SET PROBLEM. Pick out each line of the records below that contains the word "potato" and copy those lines without changes.

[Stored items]
******************************

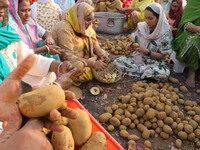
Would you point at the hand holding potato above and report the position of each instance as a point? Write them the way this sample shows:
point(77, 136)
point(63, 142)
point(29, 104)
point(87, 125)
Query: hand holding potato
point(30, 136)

******************************

OUTPUT BELOW.
Would you point at the hand holding potato above and report the position of each instance as a point? Write them the way this sample shows:
Query: hand holding potato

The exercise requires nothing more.